[Selected excerpt]:
Yet here the scene turns on its head. When Mary Jane responds (“You said that?”), her attention is directed entirely towards Peter; Spider-Man has left her mind. “Yeah, something like that,” Peter murmurs shyly, breaking eye contact, again embarrassed by the distance between himself and Spider-Man – but Mary Jane reaches out across this distance to take Peter’s hand. Mary Jane begins the scene in love with Spider-Man and ends the scene in love with Peter. Having caught a glimpse of what Peter aspires to become, she nonetheless loves him as he is.
Mary Jane prefaces her confession with, “You’ll think I’m a stupid little girl with a crush,” and Peter replies with the invitation, “Trust me.” Peter invites Mary Jane’s trust because he knows all about having a crush, having pined for her since the age of six. The crush is the imaginative work that precedes love, and – if I may insist on a subtle distinction – here it turns out that there are not one but two Mary Janes in the scene. There is the flesh-and-blood Mary Jane, who sits before Peter, and there is the idealized Mary Jane, who sits upon the shoulder of Peter’s imagination, judging all he says and does. Just as Mary Jane begins by loving Spider-Man, Peter’s ideal self, Peter begins by loving Mary Jane’s ideal self.
Clearly, Mary Jane is not perfect, yet Peter is not wrong to see her as such. Few theologians have given the phenomenon of the crush such a lofty and weighty consideration as Charles Williams, who suggests, in Outlines of Romantic Theology, that when the lover contemplates the beloved, “However in all other ways she may be full of error or deliberate evil, in the eyes of the lover, were it but for a moment, she recovers her glory… the glory that Love had with the Father before the world was.” The man who looks on a woman with love sees her, albeit fleetingly, as perfect, glorified; he sees her as she is in heaven. The crush is not a romantic delusion but a glimpse of a spiritual reality. When the lover looks on the beloved, a veil is lifted, revealing the divine beauty that attends every man and woman made in the image of God. The excitement and terror Peter feels when he looks into Mary Jane’s eyes is only (as C.S. Lewis puts it in Till We Have Faces) “the salute that mortal flesh gives to immortal things.”
When Mary Jane declares her love for Peter at the end of the film, telling him, “There’s only one man… who makes me feel like I’m more than I ever thought I could be,” she is thinking of their talk in the hospital, for Peter’s conversation with Spider-Man does not only reveal his heart to Mary Jane; it also reveals “the great thing about M.J.” to Mary Jane herself. Just as Mary Jane inspires Peter to be Spider-Man, Peter inspires Mary Jane to be her ideal self, to imagine herself virtuous, to reach for the unreachable.

[Information provided]:
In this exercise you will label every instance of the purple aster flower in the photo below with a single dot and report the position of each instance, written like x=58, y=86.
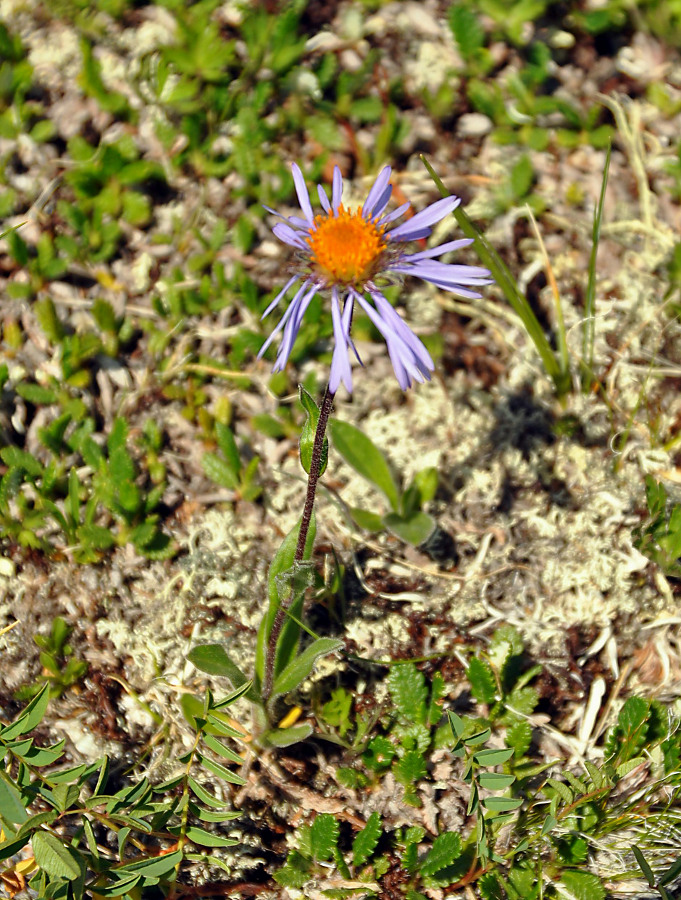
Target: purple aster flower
x=347, y=255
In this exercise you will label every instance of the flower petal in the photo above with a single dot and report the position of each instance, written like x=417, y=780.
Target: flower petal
x=301, y=190
x=340, y=363
x=281, y=293
x=323, y=199
x=286, y=234
x=377, y=191
x=437, y=251
x=337, y=189
x=427, y=217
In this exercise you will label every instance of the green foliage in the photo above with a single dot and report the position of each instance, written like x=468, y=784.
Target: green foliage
x=227, y=469
x=145, y=821
x=61, y=670
x=406, y=518
x=660, y=538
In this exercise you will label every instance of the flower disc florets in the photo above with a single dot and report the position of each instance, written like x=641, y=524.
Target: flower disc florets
x=344, y=253
x=346, y=249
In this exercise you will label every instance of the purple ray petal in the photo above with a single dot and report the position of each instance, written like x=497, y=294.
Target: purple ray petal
x=323, y=199
x=303, y=196
x=281, y=293
x=427, y=217
x=377, y=191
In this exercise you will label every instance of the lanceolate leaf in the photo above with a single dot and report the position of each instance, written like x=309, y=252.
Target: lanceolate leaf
x=365, y=841
x=365, y=457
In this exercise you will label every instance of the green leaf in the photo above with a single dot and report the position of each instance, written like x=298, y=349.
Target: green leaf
x=411, y=768
x=493, y=757
x=11, y=807
x=414, y=529
x=366, y=840
x=582, y=885
x=308, y=431
x=409, y=693
x=157, y=866
x=324, y=836
x=445, y=850
x=29, y=717
x=501, y=804
x=22, y=459
x=286, y=737
x=363, y=455
x=482, y=681
x=301, y=666
x=207, y=839
x=53, y=857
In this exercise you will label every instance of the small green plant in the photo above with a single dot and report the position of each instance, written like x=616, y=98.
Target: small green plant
x=61, y=669
x=89, y=838
x=227, y=470
x=660, y=538
x=359, y=871
x=406, y=518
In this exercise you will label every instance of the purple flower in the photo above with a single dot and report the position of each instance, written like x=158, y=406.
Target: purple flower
x=346, y=255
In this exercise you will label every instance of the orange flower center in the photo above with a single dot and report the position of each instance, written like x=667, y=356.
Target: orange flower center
x=346, y=248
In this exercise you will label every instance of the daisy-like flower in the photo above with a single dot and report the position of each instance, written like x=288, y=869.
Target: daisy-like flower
x=348, y=255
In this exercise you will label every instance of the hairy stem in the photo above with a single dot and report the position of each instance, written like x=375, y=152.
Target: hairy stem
x=312, y=479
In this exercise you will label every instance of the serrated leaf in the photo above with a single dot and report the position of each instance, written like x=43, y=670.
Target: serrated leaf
x=301, y=666
x=582, y=885
x=29, y=717
x=493, y=757
x=308, y=432
x=366, y=840
x=157, y=866
x=219, y=471
x=286, y=737
x=445, y=850
x=501, y=804
x=410, y=769
x=324, y=836
x=415, y=529
x=409, y=693
x=53, y=857
x=12, y=810
x=365, y=457
x=207, y=839
x=482, y=681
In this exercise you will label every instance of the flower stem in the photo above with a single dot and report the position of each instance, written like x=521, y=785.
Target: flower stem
x=312, y=479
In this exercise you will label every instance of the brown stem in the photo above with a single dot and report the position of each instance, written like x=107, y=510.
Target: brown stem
x=312, y=479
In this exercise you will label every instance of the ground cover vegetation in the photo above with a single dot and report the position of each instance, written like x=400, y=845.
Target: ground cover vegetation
x=460, y=675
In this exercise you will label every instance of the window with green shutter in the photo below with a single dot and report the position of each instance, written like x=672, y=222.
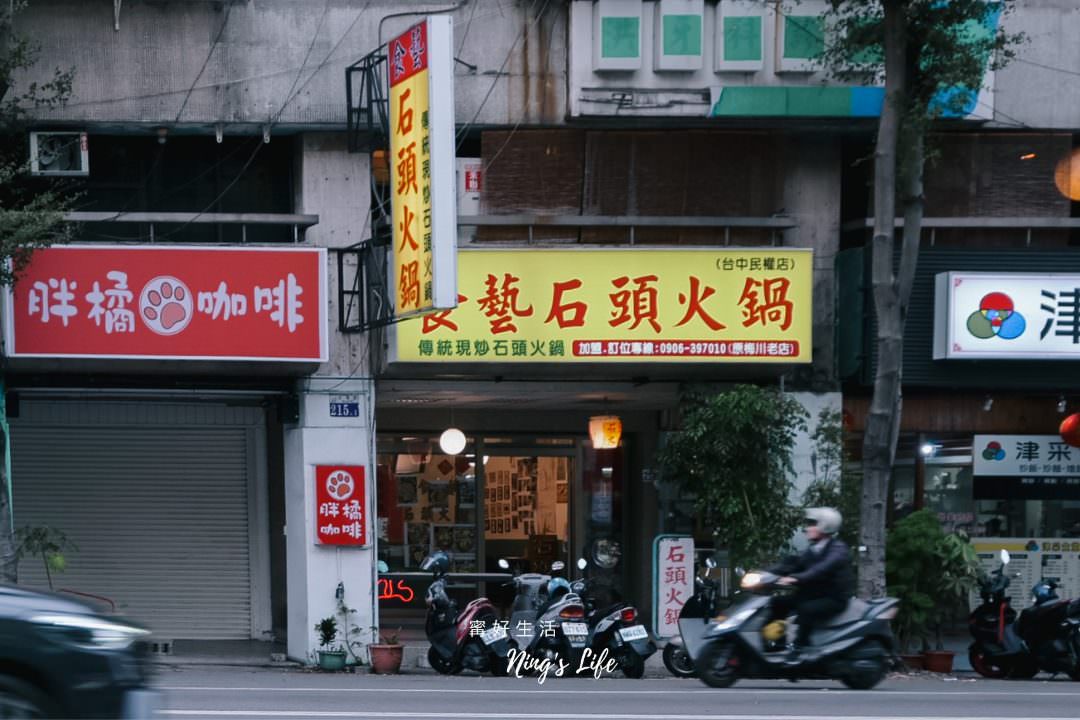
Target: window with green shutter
x=742, y=38
x=804, y=37
x=620, y=37
x=682, y=35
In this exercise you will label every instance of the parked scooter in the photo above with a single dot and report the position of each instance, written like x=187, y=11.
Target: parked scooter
x=454, y=646
x=852, y=647
x=1044, y=637
x=530, y=592
x=558, y=632
x=693, y=621
x=616, y=629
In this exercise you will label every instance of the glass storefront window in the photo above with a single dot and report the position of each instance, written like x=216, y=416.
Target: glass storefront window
x=501, y=498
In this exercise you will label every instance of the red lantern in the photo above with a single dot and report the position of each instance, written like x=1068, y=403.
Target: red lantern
x=1070, y=430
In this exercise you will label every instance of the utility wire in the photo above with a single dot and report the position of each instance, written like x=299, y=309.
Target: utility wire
x=293, y=94
x=213, y=46
x=498, y=75
x=1047, y=67
x=502, y=147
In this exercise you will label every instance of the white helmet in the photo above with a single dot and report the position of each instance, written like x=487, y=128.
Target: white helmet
x=825, y=518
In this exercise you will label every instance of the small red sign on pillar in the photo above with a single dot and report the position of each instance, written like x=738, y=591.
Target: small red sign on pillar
x=340, y=514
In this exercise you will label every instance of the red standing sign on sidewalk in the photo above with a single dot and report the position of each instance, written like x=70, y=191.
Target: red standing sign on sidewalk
x=340, y=514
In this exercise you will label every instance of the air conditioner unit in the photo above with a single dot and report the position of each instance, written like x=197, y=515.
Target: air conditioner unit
x=58, y=152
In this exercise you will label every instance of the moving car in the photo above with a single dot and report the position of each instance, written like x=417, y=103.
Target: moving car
x=59, y=659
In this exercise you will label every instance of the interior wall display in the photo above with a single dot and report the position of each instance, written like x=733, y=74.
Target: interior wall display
x=406, y=489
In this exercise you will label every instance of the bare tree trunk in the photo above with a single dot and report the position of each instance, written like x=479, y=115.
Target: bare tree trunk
x=882, y=423
x=9, y=564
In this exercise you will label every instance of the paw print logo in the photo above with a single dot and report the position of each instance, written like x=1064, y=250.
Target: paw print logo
x=996, y=316
x=165, y=306
x=340, y=485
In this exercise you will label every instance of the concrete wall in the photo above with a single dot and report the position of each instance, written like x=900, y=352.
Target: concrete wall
x=667, y=93
x=812, y=198
x=1038, y=89
x=1040, y=86
x=283, y=60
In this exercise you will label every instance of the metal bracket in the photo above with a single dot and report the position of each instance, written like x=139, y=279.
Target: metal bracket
x=367, y=111
x=364, y=300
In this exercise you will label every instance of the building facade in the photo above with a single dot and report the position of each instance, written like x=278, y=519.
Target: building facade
x=667, y=155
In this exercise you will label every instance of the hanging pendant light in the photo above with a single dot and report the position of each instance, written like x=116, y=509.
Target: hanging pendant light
x=453, y=440
x=605, y=431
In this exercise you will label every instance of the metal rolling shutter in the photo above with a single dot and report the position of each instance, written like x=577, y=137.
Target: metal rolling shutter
x=160, y=516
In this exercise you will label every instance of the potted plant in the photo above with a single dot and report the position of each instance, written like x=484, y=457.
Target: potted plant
x=45, y=542
x=957, y=576
x=386, y=654
x=331, y=656
x=930, y=573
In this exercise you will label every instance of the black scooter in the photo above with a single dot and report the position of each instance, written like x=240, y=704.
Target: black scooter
x=1044, y=637
x=693, y=621
x=616, y=630
x=454, y=644
x=853, y=647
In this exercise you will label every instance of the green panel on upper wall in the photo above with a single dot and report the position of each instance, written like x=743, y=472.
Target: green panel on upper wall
x=742, y=38
x=620, y=37
x=682, y=35
x=804, y=37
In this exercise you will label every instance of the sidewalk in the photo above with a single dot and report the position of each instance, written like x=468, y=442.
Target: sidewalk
x=255, y=653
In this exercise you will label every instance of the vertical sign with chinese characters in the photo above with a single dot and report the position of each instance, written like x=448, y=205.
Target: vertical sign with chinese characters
x=340, y=511
x=420, y=65
x=672, y=582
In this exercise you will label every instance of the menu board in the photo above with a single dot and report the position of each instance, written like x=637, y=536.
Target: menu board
x=1030, y=560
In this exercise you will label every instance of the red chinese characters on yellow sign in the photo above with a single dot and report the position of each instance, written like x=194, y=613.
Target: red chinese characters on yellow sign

[What needs to be done]:
Answer these from the text about Peter and Mary Jane:
(a) What does Peter say in reply to "You'll think I'm a stupid little girl with a crush"?
(b) Which book by Charles Williams does the text quote?
(c) From what age has Peter pined for Mary Jane?

[Task response]:
(a) "Trust me."
(b) Outlines of Romantic Theology
(c) Six